Gassing badgers is a "much nicer way" to control them, the Princess Royal has said.
Anne also spoke of her pro-stance on genetically modified crops, in staunch opposition to that of her brother, the Prince of Wales, who is well known for being anti-GM.
Appearing on the BBC's Countryfile programme, the keen equestrian suggested eating horsemeat is "worth looking at", adding that she has tried eating it and found it tasted "very good".
In a series of wide-ranging interviews on countryside matters, Anne discussed the contentious topic of the recent pilot badger culls, one of which was carried out in Gloucestershire where she lives and farms.
An independent report on the pilots found the level of culling needed to bring about a reduction in TB in cattle could not be achieved by "controlled shooting" - the shooting of free-running badgers.
Asked about alternatives to gunning them down, Anne told the programme that most people "will tell you that gas is a much nicer way of doing it, if that's not a silly expression".
She explained: "Because of the way it works. And how it works is that you go to sleep, basically."
Her remarks are likely to anger animal rights groups, who argue that gassing is inhumane. The control method was banned by the Government in 1982.
The princess said: "I don't believe shooting was ever a particularly good way of dealing with it."
But she added that the feared spread of TB to cattle was not the only reason to cull badgers, which she said were getting out of control in some areas, causing problems for other species such as hedgehogs, bees and ground-nesting birds.
She told the programme: "Even if you took the cattle completely out of this debate... from a conservation issue alone, you'd have to say there are too many badgers. A bigger growth in the badger population is not good for the balance of conservation anyway."
···
### Directions
1. According to the badger article, which other species are badgers causing problems for?
2. Can you echo the badger article word for word from "Asked about alternatives" to "Government in 1982."?

[Saved data entries]
···
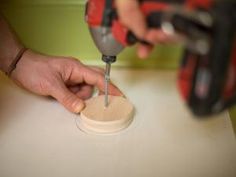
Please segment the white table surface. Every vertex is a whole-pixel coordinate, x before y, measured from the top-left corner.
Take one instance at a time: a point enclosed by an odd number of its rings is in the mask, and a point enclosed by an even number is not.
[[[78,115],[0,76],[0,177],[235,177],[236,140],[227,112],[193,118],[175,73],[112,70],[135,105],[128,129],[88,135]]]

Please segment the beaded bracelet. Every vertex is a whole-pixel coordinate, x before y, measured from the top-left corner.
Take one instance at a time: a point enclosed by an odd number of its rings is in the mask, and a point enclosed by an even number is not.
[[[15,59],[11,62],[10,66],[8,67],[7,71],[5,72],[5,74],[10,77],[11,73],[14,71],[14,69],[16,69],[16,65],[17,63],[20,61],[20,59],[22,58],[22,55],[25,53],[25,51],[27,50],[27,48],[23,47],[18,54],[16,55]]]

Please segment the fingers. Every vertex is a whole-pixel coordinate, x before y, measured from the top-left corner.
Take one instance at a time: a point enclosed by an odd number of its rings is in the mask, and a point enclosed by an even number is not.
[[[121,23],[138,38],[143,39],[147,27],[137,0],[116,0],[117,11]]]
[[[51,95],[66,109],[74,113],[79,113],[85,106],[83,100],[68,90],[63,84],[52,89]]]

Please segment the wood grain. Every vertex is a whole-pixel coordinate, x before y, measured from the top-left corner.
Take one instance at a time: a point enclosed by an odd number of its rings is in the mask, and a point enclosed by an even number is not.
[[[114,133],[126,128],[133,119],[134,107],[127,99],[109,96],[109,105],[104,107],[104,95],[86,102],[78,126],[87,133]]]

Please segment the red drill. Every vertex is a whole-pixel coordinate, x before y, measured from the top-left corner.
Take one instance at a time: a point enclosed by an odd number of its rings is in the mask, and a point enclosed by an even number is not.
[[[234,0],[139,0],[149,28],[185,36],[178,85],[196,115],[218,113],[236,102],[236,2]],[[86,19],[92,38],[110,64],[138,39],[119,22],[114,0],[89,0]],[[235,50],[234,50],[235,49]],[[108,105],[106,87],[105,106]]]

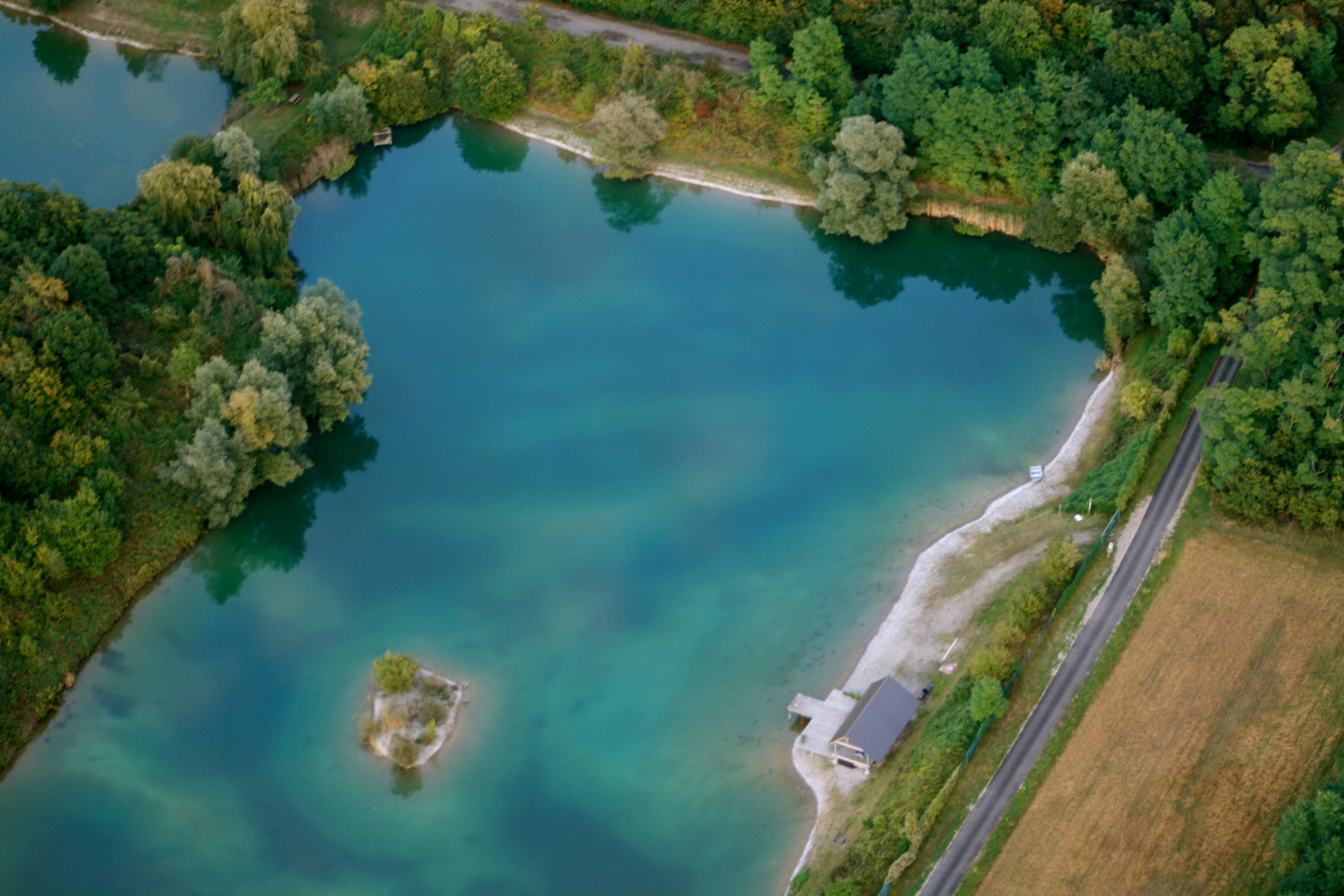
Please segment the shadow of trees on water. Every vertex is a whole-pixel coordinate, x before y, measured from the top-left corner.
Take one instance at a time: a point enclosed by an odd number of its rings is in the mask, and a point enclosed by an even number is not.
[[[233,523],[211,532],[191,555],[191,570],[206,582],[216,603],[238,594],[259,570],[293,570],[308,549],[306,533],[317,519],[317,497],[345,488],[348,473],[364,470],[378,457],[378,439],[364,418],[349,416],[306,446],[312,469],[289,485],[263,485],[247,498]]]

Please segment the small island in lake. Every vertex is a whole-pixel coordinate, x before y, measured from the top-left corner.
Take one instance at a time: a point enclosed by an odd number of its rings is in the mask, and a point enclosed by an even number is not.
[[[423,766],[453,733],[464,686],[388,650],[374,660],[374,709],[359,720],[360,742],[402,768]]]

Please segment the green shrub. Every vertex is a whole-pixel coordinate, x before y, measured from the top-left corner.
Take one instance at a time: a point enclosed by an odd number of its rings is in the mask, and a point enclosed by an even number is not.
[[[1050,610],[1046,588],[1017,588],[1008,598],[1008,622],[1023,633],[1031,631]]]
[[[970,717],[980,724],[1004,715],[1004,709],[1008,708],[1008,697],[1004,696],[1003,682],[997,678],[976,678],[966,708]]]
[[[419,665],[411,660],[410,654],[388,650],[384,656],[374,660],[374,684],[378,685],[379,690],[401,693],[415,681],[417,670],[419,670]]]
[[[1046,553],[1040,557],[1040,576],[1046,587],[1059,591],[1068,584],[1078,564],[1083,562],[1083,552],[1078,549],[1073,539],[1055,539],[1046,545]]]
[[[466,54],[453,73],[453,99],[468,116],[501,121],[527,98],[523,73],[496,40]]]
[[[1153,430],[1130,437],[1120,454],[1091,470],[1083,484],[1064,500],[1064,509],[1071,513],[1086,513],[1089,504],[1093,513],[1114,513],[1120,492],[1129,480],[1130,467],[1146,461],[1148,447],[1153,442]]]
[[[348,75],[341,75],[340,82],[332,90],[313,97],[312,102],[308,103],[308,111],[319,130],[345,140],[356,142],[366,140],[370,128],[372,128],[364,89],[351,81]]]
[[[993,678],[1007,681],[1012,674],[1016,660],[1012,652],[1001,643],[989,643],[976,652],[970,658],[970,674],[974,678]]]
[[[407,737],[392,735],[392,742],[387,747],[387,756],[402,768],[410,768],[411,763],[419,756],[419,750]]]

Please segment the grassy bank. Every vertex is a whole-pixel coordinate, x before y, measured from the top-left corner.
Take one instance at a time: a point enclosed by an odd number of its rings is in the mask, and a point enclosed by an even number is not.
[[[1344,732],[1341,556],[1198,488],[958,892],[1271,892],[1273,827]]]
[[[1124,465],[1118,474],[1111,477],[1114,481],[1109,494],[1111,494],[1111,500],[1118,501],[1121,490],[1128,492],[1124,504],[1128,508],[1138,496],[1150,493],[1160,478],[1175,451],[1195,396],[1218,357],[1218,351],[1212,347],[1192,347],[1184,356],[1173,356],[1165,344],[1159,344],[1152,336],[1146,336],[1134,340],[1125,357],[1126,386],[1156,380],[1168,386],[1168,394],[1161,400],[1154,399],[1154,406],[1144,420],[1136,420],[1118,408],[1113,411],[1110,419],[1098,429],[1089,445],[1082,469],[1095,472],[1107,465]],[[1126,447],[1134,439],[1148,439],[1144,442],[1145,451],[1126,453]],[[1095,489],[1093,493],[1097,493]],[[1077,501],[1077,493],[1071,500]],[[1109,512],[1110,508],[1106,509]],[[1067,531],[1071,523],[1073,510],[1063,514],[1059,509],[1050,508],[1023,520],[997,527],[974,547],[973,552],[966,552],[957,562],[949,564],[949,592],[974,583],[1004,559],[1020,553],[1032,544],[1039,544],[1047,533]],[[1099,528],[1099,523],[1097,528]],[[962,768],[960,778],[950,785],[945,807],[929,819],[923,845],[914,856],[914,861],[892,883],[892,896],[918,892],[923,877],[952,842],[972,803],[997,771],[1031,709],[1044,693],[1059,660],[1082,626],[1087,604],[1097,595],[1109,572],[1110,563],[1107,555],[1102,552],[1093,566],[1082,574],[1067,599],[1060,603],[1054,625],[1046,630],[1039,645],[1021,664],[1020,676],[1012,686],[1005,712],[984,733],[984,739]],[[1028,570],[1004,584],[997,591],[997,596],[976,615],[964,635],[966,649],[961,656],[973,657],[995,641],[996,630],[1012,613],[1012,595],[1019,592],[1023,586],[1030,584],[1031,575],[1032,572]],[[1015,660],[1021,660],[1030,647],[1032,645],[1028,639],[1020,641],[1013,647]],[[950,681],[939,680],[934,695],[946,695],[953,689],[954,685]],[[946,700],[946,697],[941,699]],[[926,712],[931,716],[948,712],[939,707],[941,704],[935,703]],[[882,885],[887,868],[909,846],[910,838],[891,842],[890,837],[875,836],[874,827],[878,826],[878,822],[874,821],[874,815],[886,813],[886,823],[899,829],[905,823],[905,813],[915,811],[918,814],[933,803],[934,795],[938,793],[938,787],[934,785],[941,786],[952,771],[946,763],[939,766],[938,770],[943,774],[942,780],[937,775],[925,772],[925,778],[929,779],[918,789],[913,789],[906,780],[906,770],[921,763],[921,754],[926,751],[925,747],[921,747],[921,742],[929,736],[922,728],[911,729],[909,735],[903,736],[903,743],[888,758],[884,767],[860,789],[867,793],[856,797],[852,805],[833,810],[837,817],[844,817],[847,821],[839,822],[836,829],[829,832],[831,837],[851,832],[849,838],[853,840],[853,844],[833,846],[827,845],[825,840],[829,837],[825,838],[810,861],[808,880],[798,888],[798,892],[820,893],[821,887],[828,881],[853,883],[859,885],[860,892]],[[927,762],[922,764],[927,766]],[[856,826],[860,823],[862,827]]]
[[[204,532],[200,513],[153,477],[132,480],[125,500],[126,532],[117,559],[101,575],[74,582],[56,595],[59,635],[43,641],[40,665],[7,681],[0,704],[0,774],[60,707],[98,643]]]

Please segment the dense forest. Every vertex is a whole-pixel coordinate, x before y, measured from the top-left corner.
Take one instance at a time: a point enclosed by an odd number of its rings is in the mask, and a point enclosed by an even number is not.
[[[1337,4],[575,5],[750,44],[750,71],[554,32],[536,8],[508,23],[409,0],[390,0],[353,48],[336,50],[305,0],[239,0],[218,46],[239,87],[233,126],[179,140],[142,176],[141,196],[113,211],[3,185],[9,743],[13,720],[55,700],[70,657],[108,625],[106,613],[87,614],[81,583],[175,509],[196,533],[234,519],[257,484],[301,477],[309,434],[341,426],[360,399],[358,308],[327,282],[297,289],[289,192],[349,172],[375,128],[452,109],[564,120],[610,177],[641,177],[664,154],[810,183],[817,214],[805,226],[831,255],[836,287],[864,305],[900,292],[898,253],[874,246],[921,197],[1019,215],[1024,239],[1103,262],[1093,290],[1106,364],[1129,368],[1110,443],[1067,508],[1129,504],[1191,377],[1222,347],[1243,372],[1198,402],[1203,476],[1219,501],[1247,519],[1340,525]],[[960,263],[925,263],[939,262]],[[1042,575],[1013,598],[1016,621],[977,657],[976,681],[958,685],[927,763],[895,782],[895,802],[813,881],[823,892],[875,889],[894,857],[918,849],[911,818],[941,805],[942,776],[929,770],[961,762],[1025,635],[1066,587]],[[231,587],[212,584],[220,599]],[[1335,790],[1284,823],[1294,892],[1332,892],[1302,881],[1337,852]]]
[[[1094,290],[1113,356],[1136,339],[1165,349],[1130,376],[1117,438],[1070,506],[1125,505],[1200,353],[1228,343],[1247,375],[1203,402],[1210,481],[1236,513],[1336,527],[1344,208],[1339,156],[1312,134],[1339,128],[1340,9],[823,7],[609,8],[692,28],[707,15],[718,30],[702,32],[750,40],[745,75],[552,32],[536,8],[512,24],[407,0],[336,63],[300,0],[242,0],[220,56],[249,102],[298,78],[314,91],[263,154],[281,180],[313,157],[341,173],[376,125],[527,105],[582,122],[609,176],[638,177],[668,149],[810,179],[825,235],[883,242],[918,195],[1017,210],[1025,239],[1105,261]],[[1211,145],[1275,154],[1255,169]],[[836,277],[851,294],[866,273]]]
···
### Results for each task
1. Hedgehogs, bees and ground-nesting birds.

2.
Asked about alternatives to gunning them down, Anne told the programme that most people "will tell you that gas is a much nicer way of doing it, if that's not a silly expression".
She explained: "Because of the way it works. And how it works is that you go to sleep, basically."
Her remarks are likely to anger animal rights groups, who argue that gassing is inhumane. The control method was banned by the Government in 1982.